In the entries that follow, the line with "find wooden support" opens the range and the line with "find arched railing" closes it; repeat that range exactly, both lines included.

(Saved entries)
* * * * * * *

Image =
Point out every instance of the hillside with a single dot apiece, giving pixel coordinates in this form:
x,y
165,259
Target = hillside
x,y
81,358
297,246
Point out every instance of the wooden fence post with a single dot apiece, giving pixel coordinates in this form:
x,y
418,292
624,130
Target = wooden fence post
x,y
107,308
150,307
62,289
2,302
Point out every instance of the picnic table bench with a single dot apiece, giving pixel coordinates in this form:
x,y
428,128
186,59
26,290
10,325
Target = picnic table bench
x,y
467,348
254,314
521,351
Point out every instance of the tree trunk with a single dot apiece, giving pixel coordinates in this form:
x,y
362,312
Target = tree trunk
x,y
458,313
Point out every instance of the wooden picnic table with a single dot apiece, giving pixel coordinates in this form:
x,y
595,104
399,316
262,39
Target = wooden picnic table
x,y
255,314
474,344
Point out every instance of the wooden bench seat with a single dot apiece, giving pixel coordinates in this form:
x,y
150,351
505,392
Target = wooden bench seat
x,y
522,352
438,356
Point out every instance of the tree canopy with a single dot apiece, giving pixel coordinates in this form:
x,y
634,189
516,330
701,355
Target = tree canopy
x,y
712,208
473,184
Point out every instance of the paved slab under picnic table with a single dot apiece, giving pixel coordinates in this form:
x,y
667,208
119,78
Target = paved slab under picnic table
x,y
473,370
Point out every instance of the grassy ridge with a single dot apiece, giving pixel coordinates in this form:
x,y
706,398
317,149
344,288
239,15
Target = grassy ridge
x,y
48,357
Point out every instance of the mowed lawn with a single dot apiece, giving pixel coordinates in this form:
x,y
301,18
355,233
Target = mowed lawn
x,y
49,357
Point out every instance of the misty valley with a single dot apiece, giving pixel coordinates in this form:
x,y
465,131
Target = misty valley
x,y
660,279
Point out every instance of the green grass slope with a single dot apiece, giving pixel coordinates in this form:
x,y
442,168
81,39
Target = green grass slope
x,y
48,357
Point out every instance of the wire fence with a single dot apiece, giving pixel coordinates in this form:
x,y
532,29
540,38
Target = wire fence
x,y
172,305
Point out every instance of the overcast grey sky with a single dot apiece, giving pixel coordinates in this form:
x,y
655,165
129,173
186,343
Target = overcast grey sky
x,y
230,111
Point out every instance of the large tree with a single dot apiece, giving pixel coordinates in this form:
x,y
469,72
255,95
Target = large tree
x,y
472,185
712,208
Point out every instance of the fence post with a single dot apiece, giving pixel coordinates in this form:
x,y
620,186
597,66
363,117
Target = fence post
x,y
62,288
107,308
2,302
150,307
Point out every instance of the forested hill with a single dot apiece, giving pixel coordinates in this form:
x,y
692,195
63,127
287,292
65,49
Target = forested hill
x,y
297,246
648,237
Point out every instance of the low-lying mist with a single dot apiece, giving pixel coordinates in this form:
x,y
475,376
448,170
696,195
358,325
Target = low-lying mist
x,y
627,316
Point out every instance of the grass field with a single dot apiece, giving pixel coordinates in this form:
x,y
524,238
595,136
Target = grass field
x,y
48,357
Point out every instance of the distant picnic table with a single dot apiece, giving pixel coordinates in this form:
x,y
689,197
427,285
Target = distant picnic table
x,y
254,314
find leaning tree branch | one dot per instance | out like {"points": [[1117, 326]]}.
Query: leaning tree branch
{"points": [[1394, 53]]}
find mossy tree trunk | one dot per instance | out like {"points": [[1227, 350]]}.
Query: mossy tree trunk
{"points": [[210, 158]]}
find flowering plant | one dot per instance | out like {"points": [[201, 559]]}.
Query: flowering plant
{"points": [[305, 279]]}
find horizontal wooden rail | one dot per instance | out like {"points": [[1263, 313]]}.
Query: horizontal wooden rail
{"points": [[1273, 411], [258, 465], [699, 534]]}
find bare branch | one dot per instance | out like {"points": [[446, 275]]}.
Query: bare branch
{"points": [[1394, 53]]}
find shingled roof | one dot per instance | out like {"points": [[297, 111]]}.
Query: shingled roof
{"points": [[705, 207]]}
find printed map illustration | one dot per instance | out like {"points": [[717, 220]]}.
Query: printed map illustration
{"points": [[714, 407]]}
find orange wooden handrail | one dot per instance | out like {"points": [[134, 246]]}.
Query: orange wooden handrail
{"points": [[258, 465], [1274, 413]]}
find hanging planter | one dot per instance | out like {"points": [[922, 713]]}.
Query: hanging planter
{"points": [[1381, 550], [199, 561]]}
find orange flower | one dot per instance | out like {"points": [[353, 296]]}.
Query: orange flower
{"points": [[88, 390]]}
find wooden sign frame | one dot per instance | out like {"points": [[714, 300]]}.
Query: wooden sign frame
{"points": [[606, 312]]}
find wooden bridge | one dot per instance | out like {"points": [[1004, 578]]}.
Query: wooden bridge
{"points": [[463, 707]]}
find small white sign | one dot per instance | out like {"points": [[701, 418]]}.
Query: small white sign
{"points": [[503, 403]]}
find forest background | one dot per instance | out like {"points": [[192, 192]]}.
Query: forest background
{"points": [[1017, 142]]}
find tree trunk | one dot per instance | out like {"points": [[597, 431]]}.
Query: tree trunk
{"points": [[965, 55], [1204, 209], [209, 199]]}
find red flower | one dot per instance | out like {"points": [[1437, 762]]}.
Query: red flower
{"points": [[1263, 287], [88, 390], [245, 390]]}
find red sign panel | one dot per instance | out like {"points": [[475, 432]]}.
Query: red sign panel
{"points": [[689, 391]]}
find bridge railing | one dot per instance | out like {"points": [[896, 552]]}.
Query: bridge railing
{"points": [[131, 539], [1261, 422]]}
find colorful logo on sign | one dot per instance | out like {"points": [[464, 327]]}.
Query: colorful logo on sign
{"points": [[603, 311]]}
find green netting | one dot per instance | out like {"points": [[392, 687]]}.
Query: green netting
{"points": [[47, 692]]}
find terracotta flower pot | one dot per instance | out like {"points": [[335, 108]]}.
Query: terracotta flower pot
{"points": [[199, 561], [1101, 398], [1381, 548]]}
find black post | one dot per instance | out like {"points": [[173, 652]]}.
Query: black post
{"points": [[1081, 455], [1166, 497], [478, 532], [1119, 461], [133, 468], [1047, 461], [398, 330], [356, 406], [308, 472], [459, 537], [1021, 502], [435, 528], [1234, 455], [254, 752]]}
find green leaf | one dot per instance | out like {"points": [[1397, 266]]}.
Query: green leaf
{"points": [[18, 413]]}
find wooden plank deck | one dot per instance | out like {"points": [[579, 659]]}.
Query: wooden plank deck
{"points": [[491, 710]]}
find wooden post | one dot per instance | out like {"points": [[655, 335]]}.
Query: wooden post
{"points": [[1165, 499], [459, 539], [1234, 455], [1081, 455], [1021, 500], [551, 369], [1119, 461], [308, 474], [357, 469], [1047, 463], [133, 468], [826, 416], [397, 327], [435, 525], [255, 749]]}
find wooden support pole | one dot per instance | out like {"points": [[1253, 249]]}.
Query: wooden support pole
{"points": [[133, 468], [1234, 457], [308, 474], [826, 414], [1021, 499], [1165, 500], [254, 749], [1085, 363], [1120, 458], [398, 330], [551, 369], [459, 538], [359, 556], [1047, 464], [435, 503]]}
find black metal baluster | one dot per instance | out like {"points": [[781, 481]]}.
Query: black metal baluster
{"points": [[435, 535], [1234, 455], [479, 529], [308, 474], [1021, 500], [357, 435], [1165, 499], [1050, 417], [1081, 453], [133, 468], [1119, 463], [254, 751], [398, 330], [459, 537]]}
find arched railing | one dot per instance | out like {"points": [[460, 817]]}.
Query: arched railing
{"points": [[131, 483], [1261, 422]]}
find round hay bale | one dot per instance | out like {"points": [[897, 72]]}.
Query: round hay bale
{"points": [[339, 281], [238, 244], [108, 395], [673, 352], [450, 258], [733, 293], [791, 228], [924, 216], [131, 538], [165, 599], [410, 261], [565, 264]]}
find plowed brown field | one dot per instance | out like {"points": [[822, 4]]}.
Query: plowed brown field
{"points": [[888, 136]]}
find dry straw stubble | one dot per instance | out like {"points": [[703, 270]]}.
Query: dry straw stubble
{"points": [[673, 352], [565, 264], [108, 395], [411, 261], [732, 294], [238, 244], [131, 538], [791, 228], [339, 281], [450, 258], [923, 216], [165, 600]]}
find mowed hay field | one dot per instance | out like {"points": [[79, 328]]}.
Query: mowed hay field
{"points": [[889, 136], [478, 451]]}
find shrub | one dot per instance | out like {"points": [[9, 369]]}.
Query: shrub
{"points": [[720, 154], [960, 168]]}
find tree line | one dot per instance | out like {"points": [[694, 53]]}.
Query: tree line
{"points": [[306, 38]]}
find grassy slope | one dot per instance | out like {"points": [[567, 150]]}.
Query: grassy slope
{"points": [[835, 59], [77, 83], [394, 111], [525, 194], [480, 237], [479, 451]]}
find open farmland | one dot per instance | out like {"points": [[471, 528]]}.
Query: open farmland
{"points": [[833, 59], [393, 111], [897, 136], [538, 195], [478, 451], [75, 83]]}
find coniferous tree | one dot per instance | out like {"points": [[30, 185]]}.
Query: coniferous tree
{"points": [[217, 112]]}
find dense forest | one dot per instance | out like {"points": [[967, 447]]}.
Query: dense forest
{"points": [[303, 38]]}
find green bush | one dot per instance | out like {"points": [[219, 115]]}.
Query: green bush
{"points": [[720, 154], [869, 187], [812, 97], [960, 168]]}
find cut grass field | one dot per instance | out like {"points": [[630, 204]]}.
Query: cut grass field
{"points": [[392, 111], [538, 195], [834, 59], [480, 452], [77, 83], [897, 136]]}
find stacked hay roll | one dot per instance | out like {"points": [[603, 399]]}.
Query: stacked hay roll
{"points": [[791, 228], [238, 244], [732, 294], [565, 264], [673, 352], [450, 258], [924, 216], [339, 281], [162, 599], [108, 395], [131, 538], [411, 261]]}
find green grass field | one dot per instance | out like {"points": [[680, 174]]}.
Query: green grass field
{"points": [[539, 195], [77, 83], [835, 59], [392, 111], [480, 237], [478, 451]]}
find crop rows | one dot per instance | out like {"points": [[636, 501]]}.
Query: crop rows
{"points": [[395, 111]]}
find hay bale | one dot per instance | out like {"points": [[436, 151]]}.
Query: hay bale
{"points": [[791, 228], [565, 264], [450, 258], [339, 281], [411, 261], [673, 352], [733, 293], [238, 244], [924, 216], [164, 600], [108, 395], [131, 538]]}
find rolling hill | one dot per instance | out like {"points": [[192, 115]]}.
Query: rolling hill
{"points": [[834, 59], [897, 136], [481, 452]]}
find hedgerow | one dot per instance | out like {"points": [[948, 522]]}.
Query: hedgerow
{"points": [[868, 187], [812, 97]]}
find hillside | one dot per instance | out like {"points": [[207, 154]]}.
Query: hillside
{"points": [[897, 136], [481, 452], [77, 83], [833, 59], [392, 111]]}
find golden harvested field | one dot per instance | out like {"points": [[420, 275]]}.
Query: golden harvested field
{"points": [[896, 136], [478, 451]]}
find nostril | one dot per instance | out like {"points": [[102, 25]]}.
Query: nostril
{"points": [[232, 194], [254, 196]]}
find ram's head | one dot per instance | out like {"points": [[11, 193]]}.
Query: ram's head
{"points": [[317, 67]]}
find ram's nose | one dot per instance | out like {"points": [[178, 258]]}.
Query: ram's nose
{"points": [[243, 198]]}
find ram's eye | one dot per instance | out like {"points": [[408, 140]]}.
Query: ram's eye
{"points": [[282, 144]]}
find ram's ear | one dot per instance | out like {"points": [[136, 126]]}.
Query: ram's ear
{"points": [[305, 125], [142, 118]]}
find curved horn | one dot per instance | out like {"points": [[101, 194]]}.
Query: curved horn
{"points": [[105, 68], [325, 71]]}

* * * * * * *

• [TASK SOLUTION]
find wooden support pole | one dot per instance | out like {"points": [[1253, 249]]}.
Query: wooden support pole
{"points": [[133, 468], [1234, 457], [308, 474], [826, 414], [1021, 499], [1165, 500], [254, 749], [1085, 363], [1120, 458], [398, 330], [551, 369], [459, 538], [359, 556], [1047, 464], [435, 503]]}
find black metal baluster | one dot per instance | out like {"points": [[781, 481]]}.
Query: black metal baluster
{"points": [[435, 535], [1234, 455], [479, 529], [308, 474], [1021, 500], [357, 435], [1165, 499], [1050, 417], [1081, 453], [133, 468], [1119, 463], [254, 751], [398, 330], [459, 537]]}
find arched railing | one dot per instance | out like {"points": [[460, 817]]}.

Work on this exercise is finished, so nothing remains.